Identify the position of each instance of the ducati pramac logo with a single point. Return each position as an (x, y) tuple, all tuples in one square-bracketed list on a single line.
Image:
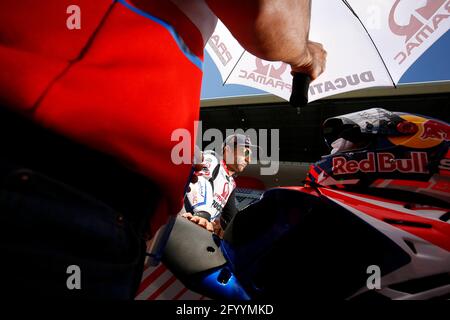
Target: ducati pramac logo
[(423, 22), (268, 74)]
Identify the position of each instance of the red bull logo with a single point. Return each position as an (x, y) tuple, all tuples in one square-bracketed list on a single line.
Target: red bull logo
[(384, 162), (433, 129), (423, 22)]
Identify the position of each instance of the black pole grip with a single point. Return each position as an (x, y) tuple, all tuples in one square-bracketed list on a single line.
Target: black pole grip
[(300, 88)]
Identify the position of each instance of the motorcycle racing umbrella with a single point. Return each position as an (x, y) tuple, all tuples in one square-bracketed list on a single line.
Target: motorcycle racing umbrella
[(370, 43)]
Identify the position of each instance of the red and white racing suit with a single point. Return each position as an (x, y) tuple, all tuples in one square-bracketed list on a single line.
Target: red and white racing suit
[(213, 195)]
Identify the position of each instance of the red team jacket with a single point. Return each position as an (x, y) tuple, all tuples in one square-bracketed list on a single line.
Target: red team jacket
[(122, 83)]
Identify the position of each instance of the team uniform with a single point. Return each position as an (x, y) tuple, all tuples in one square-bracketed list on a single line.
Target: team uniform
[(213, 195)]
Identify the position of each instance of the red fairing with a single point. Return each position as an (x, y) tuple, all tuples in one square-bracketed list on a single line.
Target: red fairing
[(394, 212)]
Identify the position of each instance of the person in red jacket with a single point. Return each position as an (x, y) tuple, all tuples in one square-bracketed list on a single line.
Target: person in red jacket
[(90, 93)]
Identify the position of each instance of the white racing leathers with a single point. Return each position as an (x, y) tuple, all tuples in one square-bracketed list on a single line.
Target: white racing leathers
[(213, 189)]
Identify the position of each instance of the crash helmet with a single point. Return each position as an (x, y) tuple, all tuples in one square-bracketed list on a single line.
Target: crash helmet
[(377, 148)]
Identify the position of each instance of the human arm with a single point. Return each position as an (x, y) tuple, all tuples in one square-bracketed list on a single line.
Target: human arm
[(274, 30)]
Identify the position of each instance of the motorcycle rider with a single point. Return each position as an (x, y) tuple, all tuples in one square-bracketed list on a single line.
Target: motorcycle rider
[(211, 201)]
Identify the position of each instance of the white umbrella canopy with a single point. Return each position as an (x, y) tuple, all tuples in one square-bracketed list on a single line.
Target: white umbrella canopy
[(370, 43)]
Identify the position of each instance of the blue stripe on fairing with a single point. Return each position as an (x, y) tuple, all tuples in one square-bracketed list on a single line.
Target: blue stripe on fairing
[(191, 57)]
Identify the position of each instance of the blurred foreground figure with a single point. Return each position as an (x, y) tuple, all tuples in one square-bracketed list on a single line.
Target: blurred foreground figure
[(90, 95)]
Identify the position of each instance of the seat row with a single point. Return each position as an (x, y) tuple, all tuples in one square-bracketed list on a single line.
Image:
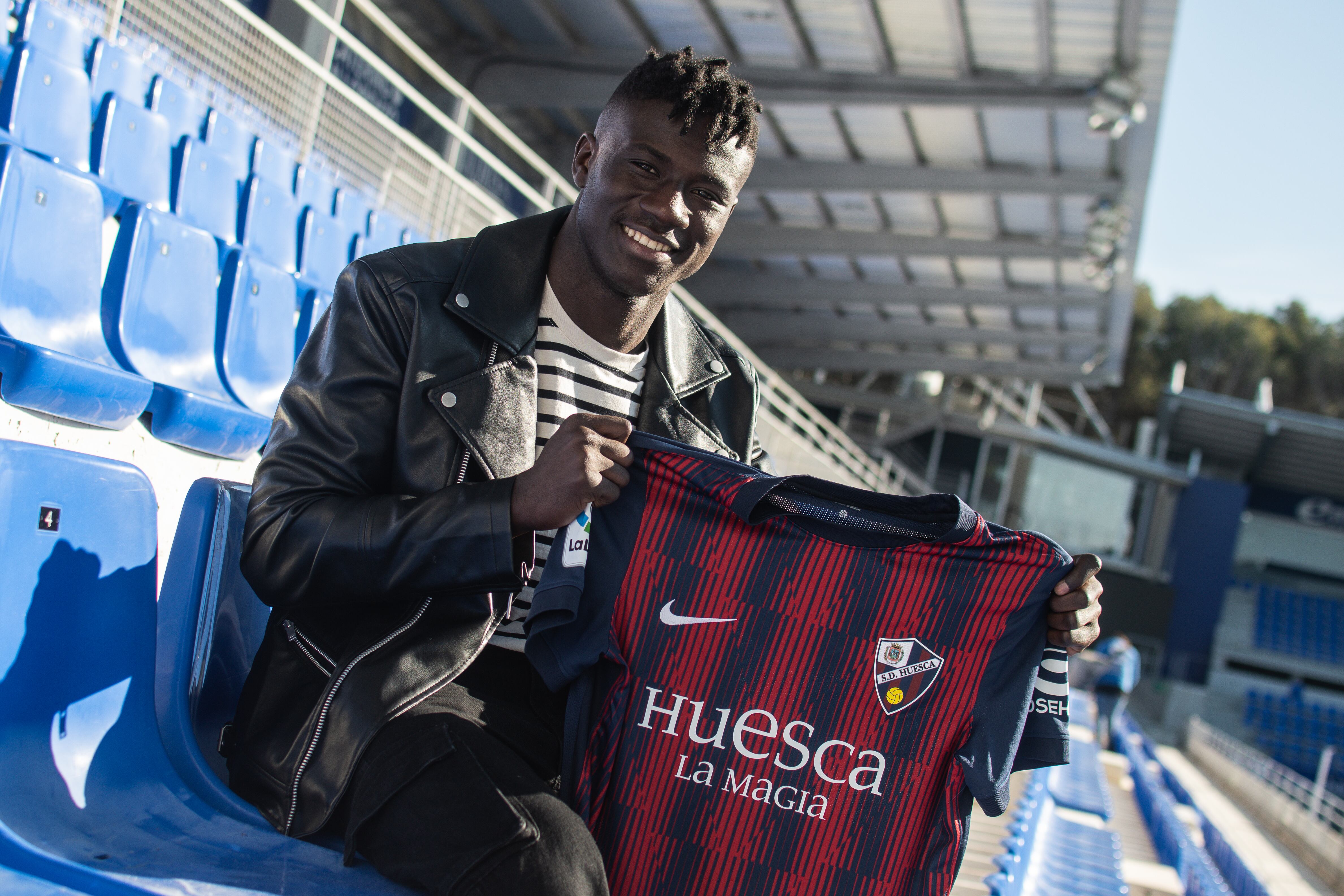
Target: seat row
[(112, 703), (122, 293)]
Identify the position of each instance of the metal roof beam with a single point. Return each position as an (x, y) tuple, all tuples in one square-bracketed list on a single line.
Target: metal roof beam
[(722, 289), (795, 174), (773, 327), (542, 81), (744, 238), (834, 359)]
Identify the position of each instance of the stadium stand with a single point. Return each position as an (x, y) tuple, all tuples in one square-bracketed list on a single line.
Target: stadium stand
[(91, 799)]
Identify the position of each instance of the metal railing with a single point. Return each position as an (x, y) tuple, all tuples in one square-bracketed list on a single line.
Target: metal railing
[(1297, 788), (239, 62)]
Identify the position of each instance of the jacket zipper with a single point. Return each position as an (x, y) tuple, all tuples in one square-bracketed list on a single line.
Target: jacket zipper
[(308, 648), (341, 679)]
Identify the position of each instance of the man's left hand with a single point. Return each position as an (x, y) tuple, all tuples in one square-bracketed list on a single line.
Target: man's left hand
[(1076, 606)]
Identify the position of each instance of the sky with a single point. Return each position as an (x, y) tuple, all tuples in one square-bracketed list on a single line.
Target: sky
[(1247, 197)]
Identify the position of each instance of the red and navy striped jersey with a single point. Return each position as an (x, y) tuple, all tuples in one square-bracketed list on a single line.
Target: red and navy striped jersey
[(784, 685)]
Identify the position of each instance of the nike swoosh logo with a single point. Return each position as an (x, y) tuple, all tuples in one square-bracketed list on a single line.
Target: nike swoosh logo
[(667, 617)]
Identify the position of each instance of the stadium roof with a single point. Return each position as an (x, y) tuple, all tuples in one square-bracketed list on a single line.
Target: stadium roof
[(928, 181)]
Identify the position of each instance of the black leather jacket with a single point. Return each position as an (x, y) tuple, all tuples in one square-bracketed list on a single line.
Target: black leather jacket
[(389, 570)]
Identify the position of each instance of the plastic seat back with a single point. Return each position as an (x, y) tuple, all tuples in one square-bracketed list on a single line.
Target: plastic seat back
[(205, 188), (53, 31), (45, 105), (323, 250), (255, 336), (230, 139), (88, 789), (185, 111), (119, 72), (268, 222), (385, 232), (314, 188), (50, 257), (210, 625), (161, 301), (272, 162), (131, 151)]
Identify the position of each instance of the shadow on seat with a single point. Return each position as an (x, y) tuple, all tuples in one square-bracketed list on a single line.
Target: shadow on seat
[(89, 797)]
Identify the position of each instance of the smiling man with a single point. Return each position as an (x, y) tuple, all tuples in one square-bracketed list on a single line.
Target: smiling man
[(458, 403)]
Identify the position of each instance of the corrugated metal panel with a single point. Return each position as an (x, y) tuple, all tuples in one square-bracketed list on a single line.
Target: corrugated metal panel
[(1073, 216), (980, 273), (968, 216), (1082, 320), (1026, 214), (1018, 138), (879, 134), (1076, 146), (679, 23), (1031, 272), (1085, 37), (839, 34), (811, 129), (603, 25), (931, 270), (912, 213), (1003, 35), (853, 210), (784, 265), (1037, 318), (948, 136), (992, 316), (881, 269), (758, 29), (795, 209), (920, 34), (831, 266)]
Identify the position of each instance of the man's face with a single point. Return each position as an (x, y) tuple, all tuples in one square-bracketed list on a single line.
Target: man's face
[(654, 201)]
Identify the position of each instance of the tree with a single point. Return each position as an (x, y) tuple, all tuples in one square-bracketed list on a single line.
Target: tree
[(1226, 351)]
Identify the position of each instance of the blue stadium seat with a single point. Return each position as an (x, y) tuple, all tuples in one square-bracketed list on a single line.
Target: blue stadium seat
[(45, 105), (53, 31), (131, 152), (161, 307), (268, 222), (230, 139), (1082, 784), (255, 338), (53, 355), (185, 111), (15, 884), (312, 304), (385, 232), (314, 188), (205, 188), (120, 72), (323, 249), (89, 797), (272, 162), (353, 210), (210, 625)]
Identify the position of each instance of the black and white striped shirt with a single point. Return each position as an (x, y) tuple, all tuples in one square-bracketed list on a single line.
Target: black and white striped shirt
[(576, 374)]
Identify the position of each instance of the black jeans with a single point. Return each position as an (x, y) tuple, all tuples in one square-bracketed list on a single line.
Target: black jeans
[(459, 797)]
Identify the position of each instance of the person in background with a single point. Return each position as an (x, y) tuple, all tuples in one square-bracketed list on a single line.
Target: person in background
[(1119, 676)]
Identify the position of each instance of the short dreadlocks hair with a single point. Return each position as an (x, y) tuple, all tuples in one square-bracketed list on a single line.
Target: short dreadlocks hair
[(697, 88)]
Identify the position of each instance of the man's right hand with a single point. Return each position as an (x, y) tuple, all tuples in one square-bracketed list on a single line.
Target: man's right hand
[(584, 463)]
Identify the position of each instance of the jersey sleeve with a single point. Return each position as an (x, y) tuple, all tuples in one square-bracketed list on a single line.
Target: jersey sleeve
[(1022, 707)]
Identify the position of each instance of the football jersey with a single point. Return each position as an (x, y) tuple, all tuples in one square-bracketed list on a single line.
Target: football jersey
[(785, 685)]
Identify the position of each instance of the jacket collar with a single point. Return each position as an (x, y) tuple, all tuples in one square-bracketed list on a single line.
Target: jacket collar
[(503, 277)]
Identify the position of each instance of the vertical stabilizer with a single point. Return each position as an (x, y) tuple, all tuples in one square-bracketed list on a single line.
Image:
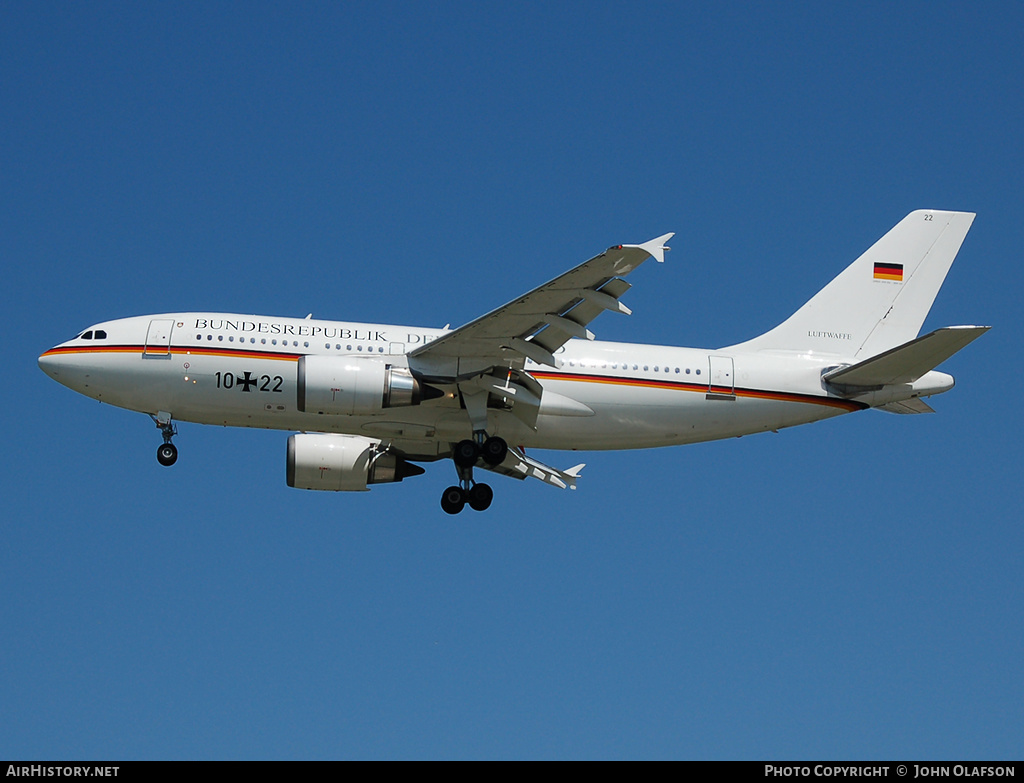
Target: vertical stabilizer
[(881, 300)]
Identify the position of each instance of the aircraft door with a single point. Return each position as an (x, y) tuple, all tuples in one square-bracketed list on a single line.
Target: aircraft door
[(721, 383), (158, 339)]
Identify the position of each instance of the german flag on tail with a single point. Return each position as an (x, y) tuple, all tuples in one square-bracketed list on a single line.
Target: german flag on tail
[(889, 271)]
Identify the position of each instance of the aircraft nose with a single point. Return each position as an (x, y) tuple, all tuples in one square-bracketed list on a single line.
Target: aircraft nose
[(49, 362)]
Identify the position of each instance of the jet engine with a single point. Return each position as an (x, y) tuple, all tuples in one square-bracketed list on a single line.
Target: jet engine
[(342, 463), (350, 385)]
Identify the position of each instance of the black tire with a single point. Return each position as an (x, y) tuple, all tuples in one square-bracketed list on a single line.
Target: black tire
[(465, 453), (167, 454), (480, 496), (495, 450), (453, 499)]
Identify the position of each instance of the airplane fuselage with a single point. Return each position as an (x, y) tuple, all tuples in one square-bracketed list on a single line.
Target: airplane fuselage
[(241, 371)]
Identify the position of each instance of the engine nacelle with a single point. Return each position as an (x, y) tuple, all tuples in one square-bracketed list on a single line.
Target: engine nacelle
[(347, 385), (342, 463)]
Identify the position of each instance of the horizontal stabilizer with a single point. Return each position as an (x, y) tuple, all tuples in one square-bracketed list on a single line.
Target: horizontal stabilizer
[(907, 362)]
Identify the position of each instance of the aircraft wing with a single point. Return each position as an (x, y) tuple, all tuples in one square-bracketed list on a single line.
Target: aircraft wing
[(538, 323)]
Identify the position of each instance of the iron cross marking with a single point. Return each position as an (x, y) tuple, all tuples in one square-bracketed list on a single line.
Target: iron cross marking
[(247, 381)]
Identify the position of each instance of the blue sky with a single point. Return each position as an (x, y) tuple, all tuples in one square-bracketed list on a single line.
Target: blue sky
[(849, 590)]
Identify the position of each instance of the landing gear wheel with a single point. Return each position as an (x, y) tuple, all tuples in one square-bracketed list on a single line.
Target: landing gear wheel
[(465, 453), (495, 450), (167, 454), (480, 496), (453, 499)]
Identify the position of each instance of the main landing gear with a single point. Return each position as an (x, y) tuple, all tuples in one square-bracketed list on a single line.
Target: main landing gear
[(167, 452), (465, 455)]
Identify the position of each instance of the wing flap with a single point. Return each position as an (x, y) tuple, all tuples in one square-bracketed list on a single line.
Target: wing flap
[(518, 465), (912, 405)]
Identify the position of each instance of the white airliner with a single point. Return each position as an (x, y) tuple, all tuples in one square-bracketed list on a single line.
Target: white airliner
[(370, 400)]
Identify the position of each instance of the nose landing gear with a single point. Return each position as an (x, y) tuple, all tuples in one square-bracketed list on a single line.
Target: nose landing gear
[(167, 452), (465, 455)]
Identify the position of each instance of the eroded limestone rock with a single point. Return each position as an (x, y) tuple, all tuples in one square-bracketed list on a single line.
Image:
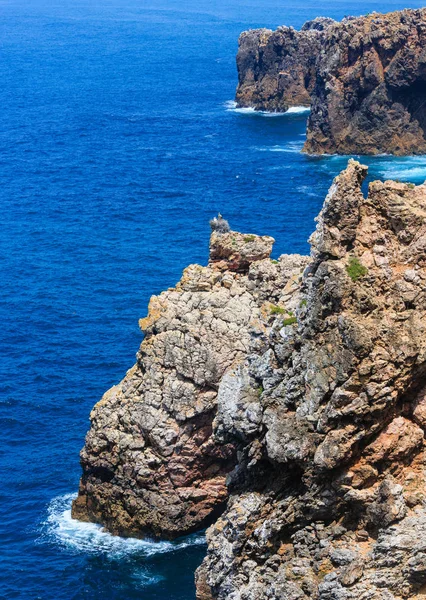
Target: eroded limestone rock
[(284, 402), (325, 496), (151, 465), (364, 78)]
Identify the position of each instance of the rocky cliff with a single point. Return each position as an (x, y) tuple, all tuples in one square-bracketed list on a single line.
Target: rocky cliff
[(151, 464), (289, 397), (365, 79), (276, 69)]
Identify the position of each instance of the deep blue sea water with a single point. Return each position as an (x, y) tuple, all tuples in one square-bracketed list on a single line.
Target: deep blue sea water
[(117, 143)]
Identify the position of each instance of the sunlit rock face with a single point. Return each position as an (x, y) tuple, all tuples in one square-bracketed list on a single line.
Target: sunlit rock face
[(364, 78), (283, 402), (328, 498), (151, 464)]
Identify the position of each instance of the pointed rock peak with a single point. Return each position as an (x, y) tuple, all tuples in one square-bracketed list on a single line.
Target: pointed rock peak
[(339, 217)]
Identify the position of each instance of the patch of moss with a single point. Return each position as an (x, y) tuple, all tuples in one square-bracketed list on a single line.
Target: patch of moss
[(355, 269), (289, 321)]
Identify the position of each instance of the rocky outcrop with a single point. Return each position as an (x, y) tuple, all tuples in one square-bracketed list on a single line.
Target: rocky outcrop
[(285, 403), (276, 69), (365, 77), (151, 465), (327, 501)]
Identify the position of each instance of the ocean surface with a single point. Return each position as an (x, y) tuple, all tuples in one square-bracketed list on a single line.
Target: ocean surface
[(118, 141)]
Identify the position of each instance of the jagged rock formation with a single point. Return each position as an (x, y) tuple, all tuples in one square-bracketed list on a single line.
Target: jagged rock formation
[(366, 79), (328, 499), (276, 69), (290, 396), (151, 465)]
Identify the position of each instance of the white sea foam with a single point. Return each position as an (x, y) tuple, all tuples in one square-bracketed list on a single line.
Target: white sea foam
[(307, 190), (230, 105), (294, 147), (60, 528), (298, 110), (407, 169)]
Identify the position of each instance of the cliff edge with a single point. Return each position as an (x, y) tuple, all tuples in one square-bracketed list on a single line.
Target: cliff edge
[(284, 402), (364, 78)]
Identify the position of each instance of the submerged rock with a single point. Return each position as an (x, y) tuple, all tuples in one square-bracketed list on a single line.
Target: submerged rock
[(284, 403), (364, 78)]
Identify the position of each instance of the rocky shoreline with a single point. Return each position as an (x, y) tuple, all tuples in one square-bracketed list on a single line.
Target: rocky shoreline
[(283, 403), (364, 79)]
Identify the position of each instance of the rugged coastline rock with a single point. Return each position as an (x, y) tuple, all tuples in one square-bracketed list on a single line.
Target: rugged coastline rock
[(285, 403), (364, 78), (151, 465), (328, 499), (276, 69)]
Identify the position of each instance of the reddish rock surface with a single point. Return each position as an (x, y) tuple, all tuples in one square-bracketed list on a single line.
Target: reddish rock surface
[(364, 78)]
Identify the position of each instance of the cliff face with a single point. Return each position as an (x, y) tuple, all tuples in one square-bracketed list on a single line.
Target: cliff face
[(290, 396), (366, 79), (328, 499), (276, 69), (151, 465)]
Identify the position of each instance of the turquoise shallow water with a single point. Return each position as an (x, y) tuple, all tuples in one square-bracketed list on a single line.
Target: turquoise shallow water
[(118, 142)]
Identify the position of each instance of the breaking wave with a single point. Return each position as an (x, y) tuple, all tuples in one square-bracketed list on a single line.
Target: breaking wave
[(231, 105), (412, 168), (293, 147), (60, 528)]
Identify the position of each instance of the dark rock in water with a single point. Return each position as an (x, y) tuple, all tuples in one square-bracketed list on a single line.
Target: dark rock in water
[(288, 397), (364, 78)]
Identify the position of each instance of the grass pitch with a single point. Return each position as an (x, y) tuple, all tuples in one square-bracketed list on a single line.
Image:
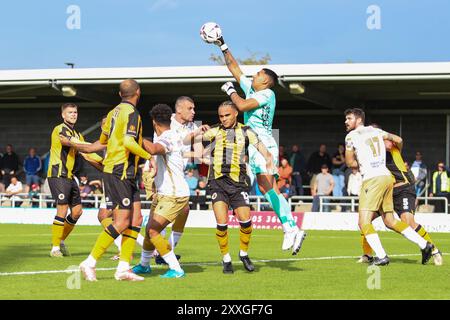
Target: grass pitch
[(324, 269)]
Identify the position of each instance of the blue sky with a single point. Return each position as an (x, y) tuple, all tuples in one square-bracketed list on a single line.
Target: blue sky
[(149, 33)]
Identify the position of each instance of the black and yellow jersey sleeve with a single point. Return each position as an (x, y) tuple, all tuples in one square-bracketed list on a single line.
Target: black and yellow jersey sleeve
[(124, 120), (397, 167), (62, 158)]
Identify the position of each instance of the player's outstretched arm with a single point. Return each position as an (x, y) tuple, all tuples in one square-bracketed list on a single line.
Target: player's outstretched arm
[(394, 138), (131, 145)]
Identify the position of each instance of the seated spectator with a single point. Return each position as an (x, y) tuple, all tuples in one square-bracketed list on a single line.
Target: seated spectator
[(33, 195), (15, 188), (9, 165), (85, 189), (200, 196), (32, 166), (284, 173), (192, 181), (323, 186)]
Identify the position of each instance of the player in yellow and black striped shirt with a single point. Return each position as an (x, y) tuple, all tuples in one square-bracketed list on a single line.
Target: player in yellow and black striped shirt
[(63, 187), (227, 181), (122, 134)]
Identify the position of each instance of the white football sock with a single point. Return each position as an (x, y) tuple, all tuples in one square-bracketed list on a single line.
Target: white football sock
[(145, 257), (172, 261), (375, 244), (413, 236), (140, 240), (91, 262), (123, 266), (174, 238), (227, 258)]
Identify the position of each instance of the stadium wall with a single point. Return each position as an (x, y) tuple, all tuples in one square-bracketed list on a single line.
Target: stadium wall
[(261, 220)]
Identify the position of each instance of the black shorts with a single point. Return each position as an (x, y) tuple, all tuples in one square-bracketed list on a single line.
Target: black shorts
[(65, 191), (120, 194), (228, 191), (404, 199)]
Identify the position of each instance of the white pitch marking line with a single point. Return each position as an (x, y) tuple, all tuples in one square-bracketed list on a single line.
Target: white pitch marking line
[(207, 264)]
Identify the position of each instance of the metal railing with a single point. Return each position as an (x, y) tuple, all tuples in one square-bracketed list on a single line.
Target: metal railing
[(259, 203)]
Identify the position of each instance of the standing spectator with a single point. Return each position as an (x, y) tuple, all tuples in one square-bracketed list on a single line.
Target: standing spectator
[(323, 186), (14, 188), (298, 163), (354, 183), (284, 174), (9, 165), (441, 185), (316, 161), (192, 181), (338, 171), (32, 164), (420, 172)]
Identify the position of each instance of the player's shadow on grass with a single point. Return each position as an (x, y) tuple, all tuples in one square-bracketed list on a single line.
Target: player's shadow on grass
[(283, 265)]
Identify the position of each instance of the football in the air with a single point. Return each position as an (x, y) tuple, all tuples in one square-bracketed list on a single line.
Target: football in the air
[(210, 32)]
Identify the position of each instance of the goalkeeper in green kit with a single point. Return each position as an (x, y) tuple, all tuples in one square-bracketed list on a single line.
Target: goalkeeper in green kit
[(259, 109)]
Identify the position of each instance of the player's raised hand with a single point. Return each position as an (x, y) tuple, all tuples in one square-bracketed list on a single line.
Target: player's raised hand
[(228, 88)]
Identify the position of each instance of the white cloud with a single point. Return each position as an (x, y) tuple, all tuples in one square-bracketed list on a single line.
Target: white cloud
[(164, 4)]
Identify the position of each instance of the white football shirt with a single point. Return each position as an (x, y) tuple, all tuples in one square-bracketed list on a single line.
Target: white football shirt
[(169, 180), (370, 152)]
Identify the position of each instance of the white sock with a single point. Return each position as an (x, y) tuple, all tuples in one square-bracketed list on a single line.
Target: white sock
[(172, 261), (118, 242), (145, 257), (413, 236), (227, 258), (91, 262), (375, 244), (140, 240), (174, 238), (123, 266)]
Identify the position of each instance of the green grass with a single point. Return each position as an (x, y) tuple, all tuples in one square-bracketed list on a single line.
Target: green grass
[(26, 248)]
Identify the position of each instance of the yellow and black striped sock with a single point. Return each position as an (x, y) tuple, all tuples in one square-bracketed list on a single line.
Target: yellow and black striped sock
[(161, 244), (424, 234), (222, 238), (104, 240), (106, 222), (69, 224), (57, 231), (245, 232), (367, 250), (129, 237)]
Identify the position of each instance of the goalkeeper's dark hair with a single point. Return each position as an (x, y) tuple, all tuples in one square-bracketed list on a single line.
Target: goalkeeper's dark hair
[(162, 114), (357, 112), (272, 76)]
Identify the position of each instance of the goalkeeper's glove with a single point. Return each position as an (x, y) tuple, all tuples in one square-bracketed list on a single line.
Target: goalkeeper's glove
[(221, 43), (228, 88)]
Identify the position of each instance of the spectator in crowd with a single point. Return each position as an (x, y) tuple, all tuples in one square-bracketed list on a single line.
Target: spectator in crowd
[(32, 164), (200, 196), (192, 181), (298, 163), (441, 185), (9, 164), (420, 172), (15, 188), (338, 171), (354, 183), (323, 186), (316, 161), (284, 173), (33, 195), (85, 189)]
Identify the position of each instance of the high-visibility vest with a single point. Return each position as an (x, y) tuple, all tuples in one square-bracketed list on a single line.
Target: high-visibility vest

**Requirements**
Convert the lines of the items, from the line containing "Identify the position of each instance of the breaking" through the line containing "[(124, 120), (397, 167), (62, 158)]", inclusive, into a Markdown table with a "Row" column holding the row number and a "Line" column holding the line. Leave out blank lines and the pictures.

**Worked solution**
| Row | Line |
|---|---|
| 1 | Identify the position of each instance of the breaking wave with a single point. Return each position as an (x, y) tuple, all tuples in one square-bracketed list on a single line. |
| 2 | Target: breaking wave |
| 3 | [(231, 105), (412, 168), (293, 147), (60, 528)] |
| 4 | Identify the position of each instance of the dark rock in water with a single point. Return each position as an (x, y) tuple, all tuples in one square-bracketed list on a single line. |
| 5 | Target: dark rock in water |
| 6 | [(288, 397), (364, 78)] |
| 7 | Identify the position of each instance of the grass pitch with a single point. Return each position as an (x, y) tuple, all tuples in one square-bracketed list on a single line. |
| 8 | Image: |
| 9 | Target: grass pitch |
| 10 | [(324, 269)] |
| 11 | Identify the position of each instance of the blue sky with a single point. Return each position as an (x, y) tuple, all tuples in one square-bracketed list on a single line. |
| 12 | Target: blue sky |
| 13 | [(149, 33)] |
| 14 | Identify the position of each instance of the black and yellow jersey sleeve with a single point. Return each position as an (x, y) tuple, all tuples in one square-bracketed list on a single line. |
| 15 | Target: black and yellow jersey sleeve |
| 16 | [(124, 120), (397, 167), (62, 158)] |